*WORK TO COMPLETE*:
1. Copy the announcement about NOAA and the U.S. Navy word for word, starting at "Tuesday, September 22, 2020" and ending at "practices and training.".
2. Answer these questions from the announcement about NOAA and the U.S. Navy:
(a) Who is the assistant secretary of commerce for oceans and atmosphere and deputy NOAA administrator?
(b) For how long has the Naval Meteorology and Oceanography Command been a leader in developing and using unmanned systems?
(c) What position does RDML John Okon hold?

*QUOTED PASSAGE*:
--
Tuesday, September 22, 2020

NOAA, U.S. Navy Team on Unmanned Maritime Systems

NOAA and the U.S. Navy recently inked a deal to further develop the use of unmanned maritime systems, allowing NOAA to expand its science, service and stewardship mission with the Navy’s expertise, infrastructure, best practices and training.

“With the strengthening of our ongoing partnership with the Navy, NOAA will be better positioned to transition unmanned maritime technologies into operational platforms that will gather critical environmental data that will help grow the American Blue Economy,” said retired Navy Rear Adm. Tim Gallaudet, Ph.D., assistant secretary of commerce for oceans and atmosphere and deputy NOAA administrator.

NOAA relies on unmanned systems and other advanced technologies to enhance its ongoing research and data-gathering efforts. The Naval Meteorology and Oceanography Command, which is responsible for defining the physical environment from the ocean floor to the stars so that the Navy can defend and maintain freedom on the water, has been a leader in developing and using unmanned systems for more than two decades.

“This agreement lays the foundation for collaboration, engagement, and coordination between NOAA and the U.S. Navy that our nation has never seen before,” said RDML John Okon, Commander Naval Meteorology and Oceanography Command. “It will help us take advantage of each other’s strengths to advance each of our strategic and operational mission priorities.”
--
*DATA UNDER STUDY*:
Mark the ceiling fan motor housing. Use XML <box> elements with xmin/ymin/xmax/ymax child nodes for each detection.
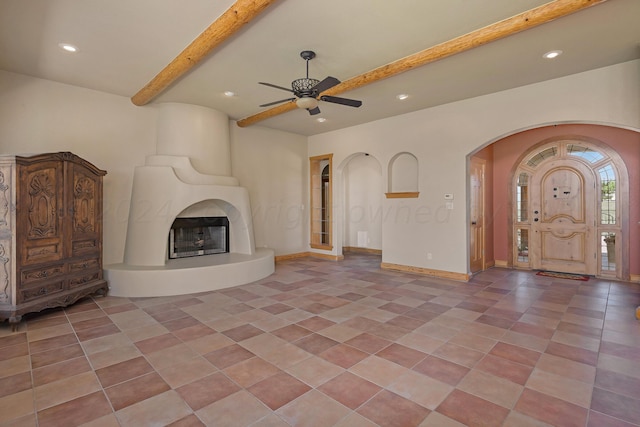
<box><xmin>291</xmin><ymin>77</ymin><xmax>320</xmax><ymax>96</ymax></box>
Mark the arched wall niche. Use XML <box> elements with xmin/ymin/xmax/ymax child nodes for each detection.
<box><xmin>468</xmin><ymin>123</ymin><xmax>640</xmax><ymax>281</ymax></box>
<box><xmin>386</xmin><ymin>152</ymin><xmax>420</xmax><ymax>198</ymax></box>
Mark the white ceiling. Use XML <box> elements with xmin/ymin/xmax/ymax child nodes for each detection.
<box><xmin>0</xmin><ymin>0</ymin><xmax>640</xmax><ymax>135</ymax></box>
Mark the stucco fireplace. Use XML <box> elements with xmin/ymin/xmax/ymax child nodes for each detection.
<box><xmin>105</xmin><ymin>103</ymin><xmax>274</xmax><ymax>297</ymax></box>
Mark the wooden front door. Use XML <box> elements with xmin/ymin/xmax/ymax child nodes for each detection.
<box><xmin>529</xmin><ymin>160</ymin><xmax>597</xmax><ymax>275</ymax></box>
<box><xmin>469</xmin><ymin>158</ymin><xmax>485</xmax><ymax>273</ymax></box>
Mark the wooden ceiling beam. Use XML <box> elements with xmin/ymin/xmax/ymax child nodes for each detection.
<box><xmin>131</xmin><ymin>0</ymin><xmax>277</xmax><ymax>106</ymax></box>
<box><xmin>237</xmin><ymin>0</ymin><xmax>607</xmax><ymax>127</ymax></box>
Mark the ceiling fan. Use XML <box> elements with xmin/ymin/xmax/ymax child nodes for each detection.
<box><xmin>259</xmin><ymin>50</ymin><xmax>362</xmax><ymax>116</ymax></box>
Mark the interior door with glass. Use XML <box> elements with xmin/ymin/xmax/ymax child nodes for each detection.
<box><xmin>529</xmin><ymin>160</ymin><xmax>597</xmax><ymax>275</ymax></box>
<box><xmin>469</xmin><ymin>158</ymin><xmax>486</xmax><ymax>273</ymax></box>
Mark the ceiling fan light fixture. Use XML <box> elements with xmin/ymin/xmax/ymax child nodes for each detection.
<box><xmin>58</xmin><ymin>43</ymin><xmax>78</xmax><ymax>53</ymax></box>
<box><xmin>291</xmin><ymin>77</ymin><xmax>320</xmax><ymax>92</ymax></box>
<box><xmin>296</xmin><ymin>96</ymin><xmax>318</xmax><ymax>110</ymax></box>
<box><xmin>542</xmin><ymin>50</ymin><xmax>562</xmax><ymax>59</ymax></box>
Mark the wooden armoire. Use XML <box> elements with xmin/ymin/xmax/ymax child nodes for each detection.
<box><xmin>0</xmin><ymin>152</ymin><xmax>108</xmax><ymax>323</ymax></box>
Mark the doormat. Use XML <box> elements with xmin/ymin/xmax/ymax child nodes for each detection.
<box><xmin>536</xmin><ymin>271</ymin><xmax>589</xmax><ymax>282</ymax></box>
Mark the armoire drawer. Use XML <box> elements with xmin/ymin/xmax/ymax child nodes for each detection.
<box><xmin>19</xmin><ymin>280</ymin><xmax>66</xmax><ymax>302</ymax></box>
<box><xmin>69</xmin><ymin>258</ymin><xmax>100</xmax><ymax>274</ymax></box>
<box><xmin>20</xmin><ymin>264</ymin><xmax>66</xmax><ymax>285</ymax></box>
<box><xmin>69</xmin><ymin>270</ymin><xmax>102</xmax><ymax>289</ymax></box>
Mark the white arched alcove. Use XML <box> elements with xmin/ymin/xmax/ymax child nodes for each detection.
<box><xmin>387</xmin><ymin>152</ymin><xmax>419</xmax><ymax>193</ymax></box>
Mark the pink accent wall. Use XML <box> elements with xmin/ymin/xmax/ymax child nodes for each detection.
<box><xmin>478</xmin><ymin>124</ymin><xmax>640</xmax><ymax>275</ymax></box>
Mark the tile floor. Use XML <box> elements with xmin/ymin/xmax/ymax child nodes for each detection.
<box><xmin>0</xmin><ymin>254</ymin><xmax>640</xmax><ymax>427</ymax></box>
--
*EXERCISE RESULTS*:
1.
Tuesday, September 22, 2020

NOAA, U.S. Navy Team on Unmanned Maritime Systems

NOAA and the U.S. Navy recently inked a deal to further develop the use of unmanned maritime systems, allowing NOAA to expand its science, service and stewardship mission with the Navy’s expertise, infrastructure, best practices and training.

2.
(a) Retired Navy Rear Adm. Tim Gallaudet, Ph.D.
(b) More than two decades
(c) Commander, Naval Meteorology and Oceanography Command